Work to complete – Look through the records, and whenever a line includes the word "mountain", copy it.

· · ·

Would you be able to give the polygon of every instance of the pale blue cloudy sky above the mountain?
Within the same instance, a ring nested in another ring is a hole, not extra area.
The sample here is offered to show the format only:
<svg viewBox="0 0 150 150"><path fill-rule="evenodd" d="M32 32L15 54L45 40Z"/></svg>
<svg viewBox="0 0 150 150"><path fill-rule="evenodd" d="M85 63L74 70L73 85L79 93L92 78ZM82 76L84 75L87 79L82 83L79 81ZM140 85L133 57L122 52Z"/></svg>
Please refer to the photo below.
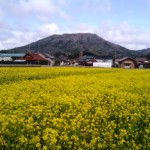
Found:
<svg viewBox="0 0 150 150"><path fill-rule="evenodd" d="M150 48L150 0L0 0L0 50L64 33Z"/></svg>

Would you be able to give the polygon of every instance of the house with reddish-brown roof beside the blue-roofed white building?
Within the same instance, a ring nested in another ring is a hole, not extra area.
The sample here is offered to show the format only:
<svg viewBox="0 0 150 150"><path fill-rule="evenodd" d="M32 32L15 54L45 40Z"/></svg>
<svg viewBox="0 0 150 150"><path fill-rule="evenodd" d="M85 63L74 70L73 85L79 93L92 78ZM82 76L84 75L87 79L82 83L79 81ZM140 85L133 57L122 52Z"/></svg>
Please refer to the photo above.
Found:
<svg viewBox="0 0 150 150"><path fill-rule="evenodd" d="M18 59L18 60L25 60L27 64L39 64L39 65L50 65L51 59L46 58L41 53L28 53L24 57Z"/></svg>

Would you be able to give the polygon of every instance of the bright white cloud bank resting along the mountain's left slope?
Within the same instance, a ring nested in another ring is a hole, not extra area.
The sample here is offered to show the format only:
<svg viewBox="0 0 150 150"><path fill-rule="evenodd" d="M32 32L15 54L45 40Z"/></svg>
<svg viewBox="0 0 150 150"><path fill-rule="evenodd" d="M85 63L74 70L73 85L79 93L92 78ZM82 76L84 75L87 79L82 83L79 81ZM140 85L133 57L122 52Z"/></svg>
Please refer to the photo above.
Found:
<svg viewBox="0 0 150 150"><path fill-rule="evenodd" d="M0 36L0 49L10 49L23 46L31 42L40 40L52 34L60 34L60 27L55 23L44 24L33 31L11 31L6 30ZM9 38L8 38L9 37Z"/></svg>

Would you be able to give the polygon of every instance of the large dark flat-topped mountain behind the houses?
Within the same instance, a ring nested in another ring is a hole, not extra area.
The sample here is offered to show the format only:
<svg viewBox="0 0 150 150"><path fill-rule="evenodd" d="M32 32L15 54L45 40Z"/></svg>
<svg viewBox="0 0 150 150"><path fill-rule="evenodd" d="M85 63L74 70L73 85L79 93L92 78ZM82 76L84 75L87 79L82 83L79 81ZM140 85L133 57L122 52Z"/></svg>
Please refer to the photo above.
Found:
<svg viewBox="0 0 150 150"><path fill-rule="evenodd" d="M83 54L107 55L117 57L136 56L137 51L129 50L111 43L91 33L52 35L31 44L8 50L8 52L41 52L55 57L77 58Z"/></svg>

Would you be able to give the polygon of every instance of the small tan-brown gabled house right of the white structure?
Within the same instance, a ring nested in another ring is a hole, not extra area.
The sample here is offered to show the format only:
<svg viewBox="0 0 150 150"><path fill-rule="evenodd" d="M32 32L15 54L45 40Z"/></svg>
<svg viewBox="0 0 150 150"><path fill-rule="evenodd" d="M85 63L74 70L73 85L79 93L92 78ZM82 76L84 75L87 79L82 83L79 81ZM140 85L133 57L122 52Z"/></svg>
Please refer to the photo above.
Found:
<svg viewBox="0 0 150 150"><path fill-rule="evenodd" d="M118 60L118 64L120 68L134 69L137 62L130 57L124 57Z"/></svg>

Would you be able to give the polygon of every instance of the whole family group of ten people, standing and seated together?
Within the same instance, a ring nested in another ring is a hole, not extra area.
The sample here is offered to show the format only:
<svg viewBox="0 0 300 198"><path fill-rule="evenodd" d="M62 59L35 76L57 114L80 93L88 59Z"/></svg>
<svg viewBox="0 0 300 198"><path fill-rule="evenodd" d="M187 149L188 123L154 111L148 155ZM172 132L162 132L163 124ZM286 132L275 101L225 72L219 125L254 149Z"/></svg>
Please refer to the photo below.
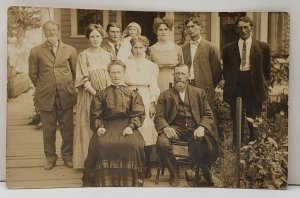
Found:
<svg viewBox="0 0 300 198"><path fill-rule="evenodd" d="M144 178L151 177L153 145L170 172L170 185L178 186L176 140L189 142L193 163L213 185L215 87L223 74L224 100L233 120L239 96L246 116L258 118L270 75L269 48L252 38L253 22L242 17L236 22L240 39L223 49L222 70L217 47L201 37L200 19L190 17L185 26L191 40L178 46L170 40L173 21L156 18L157 43L149 47L135 22L123 35L118 24L109 23L107 38L101 25L90 24L85 34L90 47L77 57L72 46L58 39L57 23L43 25L47 41L32 48L29 75L43 123L45 170L56 164L58 123L63 161L84 170L83 186L143 186ZM250 139L255 137L252 130Z"/></svg>

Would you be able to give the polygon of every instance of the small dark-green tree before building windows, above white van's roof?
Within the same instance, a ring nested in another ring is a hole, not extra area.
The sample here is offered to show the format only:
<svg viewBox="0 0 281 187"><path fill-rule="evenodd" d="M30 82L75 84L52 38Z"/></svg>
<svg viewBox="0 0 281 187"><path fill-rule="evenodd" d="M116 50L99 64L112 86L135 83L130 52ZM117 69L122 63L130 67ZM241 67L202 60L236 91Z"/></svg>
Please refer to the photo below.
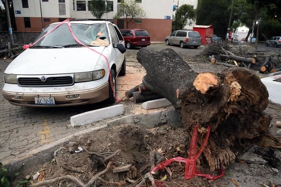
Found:
<svg viewBox="0 0 281 187"><path fill-rule="evenodd" d="M109 12L108 6L105 4L105 0L90 0L88 1L89 11L97 19L102 19L102 16Z"/></svg>

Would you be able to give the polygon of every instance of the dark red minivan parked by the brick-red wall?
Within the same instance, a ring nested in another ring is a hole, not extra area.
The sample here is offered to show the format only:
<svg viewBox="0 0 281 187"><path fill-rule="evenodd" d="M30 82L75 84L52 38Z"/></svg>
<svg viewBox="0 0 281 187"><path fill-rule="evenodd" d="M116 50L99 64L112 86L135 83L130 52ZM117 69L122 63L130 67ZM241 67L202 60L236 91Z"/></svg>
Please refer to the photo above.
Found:
<svg viewBox="0 0 281 187"><path fill-rule="evenodd" d="M127 49L132 49L133 47L146 47L150 45L150 36L146 30L121 29L120 31L125 39Z"/></svg>

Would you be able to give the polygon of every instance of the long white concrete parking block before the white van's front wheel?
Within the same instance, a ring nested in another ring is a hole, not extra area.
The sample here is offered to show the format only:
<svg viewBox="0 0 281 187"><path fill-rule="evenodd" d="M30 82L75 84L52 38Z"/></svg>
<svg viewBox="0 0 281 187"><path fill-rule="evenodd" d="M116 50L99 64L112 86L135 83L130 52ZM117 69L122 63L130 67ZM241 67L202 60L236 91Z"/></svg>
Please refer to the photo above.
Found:
<svg viewBox="0 0 281 187"><path fill-rule="evenodd" d="M106 108L101 108L97 110L92 110L89 112L84 112L70 117L70 124L72 127L81 126L85 124L94 123L100 120L104 120L109 117L114 117L124 113L123 105L113 105Z"/></svg>

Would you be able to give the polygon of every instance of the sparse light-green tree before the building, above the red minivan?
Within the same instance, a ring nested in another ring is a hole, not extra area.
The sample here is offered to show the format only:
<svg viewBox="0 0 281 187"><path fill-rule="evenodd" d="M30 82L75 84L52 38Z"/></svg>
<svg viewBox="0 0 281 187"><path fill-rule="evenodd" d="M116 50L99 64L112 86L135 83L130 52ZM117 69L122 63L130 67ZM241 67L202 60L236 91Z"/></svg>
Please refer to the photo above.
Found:
<svg viewBox="0 0 281 187"><path fill-rule="evenodd" d="M116 13L114 19L119 19L125 15L127 23L126 28L128 28L128 24L133 20L133 18L144 18L146 16L146 13L140 6L140 3L135 0L121 0L119 6L122 10L120 12L122 13Z"/></svg>

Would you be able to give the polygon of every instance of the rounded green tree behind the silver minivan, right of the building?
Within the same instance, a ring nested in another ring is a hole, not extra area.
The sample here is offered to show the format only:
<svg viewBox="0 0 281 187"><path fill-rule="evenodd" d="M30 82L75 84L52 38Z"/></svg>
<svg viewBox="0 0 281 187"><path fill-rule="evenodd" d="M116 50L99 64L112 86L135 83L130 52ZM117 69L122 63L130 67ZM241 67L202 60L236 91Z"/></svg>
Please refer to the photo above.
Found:
<svg viewBox="0 0 281 187"><path fill-rule="evenodd" d="M196 11L191 7L191 5L184 4L180 6L176 12L176 15L173 19L173 31L181 30L187 24L187 20L195 19Z"/></svg>

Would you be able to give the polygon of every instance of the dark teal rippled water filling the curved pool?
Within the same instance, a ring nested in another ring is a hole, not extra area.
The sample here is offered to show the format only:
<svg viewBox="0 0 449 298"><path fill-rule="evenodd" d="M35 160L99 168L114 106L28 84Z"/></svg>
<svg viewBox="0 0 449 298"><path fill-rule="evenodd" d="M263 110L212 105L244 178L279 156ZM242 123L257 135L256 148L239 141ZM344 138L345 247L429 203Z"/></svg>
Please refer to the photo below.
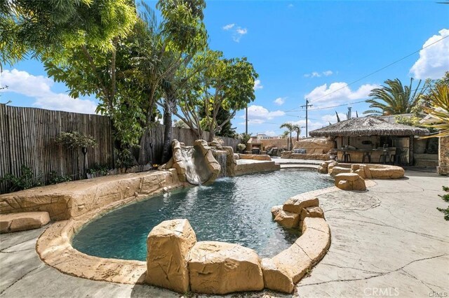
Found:
<svg viewBox="0 0 449 298"><path fill-rule="evenodd" d="M130 204L89 223L73 247L98 257L145 261L147 236L163 220L187 218L198 241L225 241L272 257L295 242L299 231L272 220L271 208L302 192L333 185L314 171L286 169L220 178Z"/></svg>

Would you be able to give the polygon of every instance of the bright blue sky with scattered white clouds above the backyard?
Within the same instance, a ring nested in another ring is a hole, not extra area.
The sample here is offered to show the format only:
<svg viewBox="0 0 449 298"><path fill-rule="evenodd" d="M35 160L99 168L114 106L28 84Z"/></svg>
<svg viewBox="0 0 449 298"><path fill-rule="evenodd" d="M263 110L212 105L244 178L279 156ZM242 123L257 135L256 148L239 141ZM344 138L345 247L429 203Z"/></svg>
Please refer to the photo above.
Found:
<svg viewBox="0 0 449 298"><path fill-rule="evenodd" d="M335 111L345 119L347 106L340 104L351 104L353 115L361 115L368 106L357 102L386 79L408 84L410 77L435 79L449 71L449 38L438 41L449 35L449 5L436 1L206 3L210 48L222 50L226 57L248 57L259 73L256 99L248 108L248 132L253 134L282 134L283 122L304 126L300 106L306 97L313 104L310 131L335 122ZM0 80L9 86L0 101L11 100L13 106L95 110L92 98L69 99L67 87L47 78L35 60L6 67ZM232 121L237 132L244 132L243 115L239 111Z"/></svg>

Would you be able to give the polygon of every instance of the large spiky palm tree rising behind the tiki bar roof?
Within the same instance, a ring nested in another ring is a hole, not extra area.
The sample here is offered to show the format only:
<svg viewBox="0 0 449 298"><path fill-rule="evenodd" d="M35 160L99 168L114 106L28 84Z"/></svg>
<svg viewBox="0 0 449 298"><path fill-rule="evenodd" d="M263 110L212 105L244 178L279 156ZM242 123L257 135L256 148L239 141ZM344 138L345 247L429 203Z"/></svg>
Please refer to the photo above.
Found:
<svg viewBox="0 0 449 298"><path fill-rule="evenodd" d="M413 106L427 87L427 83L424 83L424 87L420 90L420 80L415 90L412 90L413 78L410 78L410 85L408 86L402 85L398 78L386 80L384 83L385 85L382 85L382 87L371 90L368 94L371 98L366 100L370 104L370 108L377 108L377 110L368 110L363 114L398 115L411 113Z"/></svg>

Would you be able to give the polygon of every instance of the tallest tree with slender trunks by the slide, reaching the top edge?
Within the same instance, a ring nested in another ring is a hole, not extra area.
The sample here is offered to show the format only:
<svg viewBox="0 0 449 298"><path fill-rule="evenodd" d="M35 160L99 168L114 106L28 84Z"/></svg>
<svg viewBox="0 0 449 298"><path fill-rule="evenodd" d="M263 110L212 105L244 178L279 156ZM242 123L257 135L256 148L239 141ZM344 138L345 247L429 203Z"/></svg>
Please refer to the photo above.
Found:
<svg viewBox="0 0 449 298"><path fill-rule="evenodd" d="M157 24L151 9L142 2L144 8L142 20L152 36L152 41L138 57L138 71L142 82L147 89L144 129L152 125L153 110L156 101L164 108L164 124L166 134L163 145L163 161L168 159L171 142L171 114L175 106L177 89L182 87L182 80L175 80L175 74L180 67L185 67L195 53L206 47L207 33L203 24L203 9L206 3L203 0L177 1L161 0L156 7L163 17ZM147 134L140 139L143 148L147 143ZM140 151L139 162L143 162L143 150Z"/></svg>

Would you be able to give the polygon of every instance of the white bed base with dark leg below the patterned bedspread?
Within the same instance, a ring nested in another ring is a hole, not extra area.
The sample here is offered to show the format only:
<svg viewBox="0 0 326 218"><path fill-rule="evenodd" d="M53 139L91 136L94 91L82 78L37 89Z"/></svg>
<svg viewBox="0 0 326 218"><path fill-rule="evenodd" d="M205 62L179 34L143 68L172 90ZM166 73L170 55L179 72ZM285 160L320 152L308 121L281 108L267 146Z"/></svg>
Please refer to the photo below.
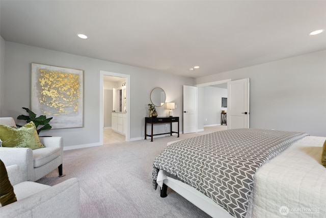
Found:
<svg viewBox="0 0 326 218"><path fill-rule="evenodd" d="M168 186L180 196L193 203L195 206L213 218L234 218L234 216L228 213L220 205L216 204L213 200L205 196L203 193L196 190L196 188L168 176L167 179L163 181L160 197L165 198L168 196Z"/></svg>

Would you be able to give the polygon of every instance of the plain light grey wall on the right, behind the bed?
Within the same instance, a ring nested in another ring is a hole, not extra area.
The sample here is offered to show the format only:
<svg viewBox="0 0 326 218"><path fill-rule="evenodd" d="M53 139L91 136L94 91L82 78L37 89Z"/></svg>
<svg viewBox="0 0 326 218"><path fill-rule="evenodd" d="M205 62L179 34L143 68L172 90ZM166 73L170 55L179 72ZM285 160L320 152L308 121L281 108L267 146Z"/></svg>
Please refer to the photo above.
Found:
<svg viewBox="0 0 326 218"><path fill-rule="evenodd" d="M250 78L250 127L326 136L326 50L196 79Z"/></svg>

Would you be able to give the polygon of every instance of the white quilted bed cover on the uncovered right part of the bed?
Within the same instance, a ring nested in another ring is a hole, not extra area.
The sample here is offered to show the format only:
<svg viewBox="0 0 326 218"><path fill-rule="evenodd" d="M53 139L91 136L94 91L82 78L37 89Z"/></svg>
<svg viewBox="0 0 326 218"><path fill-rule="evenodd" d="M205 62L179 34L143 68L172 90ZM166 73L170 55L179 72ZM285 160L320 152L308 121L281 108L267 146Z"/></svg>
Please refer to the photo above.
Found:
<svg viewBox="0 0 326 218"><path fill-rule="evenodd" d="M307 136L259 168L251 217L326 217L325 140Z"/></svg>

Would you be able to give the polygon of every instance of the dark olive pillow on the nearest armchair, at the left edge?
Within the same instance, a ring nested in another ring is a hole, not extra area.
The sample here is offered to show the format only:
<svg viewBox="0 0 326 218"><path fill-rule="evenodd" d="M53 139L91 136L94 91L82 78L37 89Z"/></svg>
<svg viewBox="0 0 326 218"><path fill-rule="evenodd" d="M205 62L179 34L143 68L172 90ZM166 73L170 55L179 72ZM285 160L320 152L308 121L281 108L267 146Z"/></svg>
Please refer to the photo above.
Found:
<svg viewBox="0 0 326 218"><path fill-rule="evenodd" d="M0 160L0 203L2 206L17 201L4 162Z"/></svg>

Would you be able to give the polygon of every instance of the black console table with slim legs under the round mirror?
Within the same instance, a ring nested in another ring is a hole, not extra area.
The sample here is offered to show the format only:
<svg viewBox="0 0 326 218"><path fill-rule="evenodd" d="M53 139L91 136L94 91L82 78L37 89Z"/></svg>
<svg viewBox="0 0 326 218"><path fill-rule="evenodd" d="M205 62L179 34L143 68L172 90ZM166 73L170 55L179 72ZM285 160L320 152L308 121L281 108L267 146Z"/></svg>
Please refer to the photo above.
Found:
<svg viewBox="0 0 326 218"><path fill-rule="evenodd" d="M172 131L172 123L178 123L178 132ZM167 133L159 133L159 134L153 134L153 124L165 124L170 123L170 132ZM151 134L148 135L146 132L147 124L152 125ZM145 117L145 139L147 136L151 137L151 141L153 141L153 135L164 135L164 134L171 134L172 133L178 133L179 137L179 117L178 116L164 116L164 117Z"/></svg>

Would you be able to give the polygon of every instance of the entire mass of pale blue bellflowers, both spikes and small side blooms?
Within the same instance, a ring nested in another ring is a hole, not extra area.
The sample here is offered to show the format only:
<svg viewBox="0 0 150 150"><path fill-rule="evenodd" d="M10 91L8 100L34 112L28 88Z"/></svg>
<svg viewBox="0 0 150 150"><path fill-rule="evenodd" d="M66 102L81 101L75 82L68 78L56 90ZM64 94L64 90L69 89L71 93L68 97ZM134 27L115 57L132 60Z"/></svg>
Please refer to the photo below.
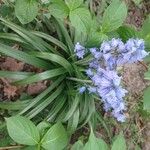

· · ·

Written answer –
Would you be able to give the polygon of every instance of the pale blue cloudy sky above the mountain?
Would you be able to give the polygon of every instance of the bright white cloud bank resting along the mountain's left slope?
Would you be able to give the polygon of every instance of the large dark flat-topped mountain behind the houses?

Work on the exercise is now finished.